[Detection annotation records]
•••••
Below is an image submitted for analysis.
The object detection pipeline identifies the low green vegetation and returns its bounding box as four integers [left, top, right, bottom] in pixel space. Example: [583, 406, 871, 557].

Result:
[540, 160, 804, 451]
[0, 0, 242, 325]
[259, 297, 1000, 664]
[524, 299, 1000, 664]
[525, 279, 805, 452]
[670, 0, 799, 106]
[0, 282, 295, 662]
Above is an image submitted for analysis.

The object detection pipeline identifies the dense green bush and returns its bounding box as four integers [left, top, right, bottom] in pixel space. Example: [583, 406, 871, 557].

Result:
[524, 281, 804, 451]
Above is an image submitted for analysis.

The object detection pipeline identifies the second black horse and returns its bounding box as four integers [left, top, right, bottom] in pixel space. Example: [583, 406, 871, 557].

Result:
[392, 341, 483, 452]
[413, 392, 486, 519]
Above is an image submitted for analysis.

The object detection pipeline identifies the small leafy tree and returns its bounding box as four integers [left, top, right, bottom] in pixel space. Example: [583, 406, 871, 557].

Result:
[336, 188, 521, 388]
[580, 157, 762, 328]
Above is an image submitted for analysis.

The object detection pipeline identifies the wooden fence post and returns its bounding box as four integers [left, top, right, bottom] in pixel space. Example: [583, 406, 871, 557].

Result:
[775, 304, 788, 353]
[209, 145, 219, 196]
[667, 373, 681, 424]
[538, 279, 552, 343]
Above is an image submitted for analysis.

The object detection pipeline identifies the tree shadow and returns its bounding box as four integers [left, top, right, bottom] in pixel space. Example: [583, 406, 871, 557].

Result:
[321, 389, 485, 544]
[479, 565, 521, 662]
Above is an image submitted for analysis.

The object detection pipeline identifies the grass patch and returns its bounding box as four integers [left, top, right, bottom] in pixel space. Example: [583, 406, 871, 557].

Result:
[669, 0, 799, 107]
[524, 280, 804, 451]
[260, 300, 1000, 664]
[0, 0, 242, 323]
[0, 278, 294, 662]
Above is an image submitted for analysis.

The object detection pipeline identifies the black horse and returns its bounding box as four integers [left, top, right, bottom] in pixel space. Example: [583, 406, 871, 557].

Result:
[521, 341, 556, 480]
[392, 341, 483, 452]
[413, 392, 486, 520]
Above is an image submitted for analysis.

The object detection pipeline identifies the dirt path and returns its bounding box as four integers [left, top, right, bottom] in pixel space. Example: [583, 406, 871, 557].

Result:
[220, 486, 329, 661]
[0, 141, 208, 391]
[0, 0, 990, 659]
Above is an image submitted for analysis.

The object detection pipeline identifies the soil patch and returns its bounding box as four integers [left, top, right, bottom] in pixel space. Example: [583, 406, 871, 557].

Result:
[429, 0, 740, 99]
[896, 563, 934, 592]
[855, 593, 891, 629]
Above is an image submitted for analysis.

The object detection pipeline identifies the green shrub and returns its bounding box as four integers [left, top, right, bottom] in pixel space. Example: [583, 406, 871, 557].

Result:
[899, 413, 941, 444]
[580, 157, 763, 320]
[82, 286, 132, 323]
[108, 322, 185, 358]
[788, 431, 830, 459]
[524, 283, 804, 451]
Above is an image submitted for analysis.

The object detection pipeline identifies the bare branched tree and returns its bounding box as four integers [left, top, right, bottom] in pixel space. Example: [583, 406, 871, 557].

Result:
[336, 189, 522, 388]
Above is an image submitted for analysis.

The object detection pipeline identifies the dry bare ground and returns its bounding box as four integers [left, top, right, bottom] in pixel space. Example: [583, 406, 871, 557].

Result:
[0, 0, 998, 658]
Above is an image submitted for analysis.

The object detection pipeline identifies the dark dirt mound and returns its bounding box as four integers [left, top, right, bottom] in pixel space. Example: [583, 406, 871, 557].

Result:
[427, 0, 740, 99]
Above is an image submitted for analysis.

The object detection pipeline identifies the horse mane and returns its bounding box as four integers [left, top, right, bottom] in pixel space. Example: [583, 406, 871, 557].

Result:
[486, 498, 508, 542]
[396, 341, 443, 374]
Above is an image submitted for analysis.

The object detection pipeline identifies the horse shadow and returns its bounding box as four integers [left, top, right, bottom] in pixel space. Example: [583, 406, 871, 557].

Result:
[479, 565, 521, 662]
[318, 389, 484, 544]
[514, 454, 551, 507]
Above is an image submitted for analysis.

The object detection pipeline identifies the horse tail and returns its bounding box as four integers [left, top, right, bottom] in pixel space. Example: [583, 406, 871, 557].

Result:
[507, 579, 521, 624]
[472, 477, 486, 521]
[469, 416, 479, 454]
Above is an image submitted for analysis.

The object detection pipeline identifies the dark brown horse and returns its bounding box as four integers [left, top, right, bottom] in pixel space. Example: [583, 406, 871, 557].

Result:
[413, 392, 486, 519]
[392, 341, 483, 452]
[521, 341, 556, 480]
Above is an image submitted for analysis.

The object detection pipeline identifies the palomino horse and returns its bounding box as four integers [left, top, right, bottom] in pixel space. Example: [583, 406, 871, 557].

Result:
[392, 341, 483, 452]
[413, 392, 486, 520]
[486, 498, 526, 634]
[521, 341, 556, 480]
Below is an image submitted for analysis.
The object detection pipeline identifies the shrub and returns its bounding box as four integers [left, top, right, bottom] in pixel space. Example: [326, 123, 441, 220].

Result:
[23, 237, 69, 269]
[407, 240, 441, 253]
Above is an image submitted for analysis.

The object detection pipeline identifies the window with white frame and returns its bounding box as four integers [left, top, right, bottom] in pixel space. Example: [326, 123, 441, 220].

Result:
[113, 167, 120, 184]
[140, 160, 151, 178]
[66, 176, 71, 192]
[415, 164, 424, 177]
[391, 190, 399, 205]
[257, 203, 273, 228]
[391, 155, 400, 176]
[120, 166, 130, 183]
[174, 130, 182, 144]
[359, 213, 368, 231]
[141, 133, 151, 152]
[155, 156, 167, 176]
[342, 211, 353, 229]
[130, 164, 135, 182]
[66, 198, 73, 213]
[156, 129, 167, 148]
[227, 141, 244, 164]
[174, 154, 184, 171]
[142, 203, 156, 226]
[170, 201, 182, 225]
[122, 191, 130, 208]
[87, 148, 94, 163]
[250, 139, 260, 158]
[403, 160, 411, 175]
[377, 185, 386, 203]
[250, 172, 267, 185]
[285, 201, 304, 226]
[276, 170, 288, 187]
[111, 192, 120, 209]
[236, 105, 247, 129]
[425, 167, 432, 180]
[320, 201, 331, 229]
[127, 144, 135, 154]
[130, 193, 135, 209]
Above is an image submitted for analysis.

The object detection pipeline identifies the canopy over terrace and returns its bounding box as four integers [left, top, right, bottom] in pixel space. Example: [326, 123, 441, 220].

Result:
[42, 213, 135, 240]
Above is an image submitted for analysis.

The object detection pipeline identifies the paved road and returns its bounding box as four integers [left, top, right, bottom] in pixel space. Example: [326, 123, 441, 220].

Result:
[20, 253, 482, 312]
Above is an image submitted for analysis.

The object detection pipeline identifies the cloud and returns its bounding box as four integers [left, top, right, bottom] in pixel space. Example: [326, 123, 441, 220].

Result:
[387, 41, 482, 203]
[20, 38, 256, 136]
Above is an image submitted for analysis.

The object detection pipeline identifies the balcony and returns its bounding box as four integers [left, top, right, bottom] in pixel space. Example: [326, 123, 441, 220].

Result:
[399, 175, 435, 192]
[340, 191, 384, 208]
•••••
**WHAT TO DO**
Please rewrite the stretch of the records from the start through the line containing "[0, 282, 295, 662]", putting "short green shrubs" in place of "low green vegetation" and keeping everything else the same.

**FINAL ANSWER**
Below is an image submitted for analysis.
The object detection pipeline identifies the short green shrubs and returns its bounding box as four integers [left, top, right, bottom] in pixel space. Example: [583, 406, 871, 557].

Result:
[540, 160, 804, 451]
[0, 0, 242, 325]
[259, 297, 1000, 664]
[524, 299, 1000, 664]
[525, 279, 805, 452]
[670, 0, 799, 106]
[0, 282, 295, 662]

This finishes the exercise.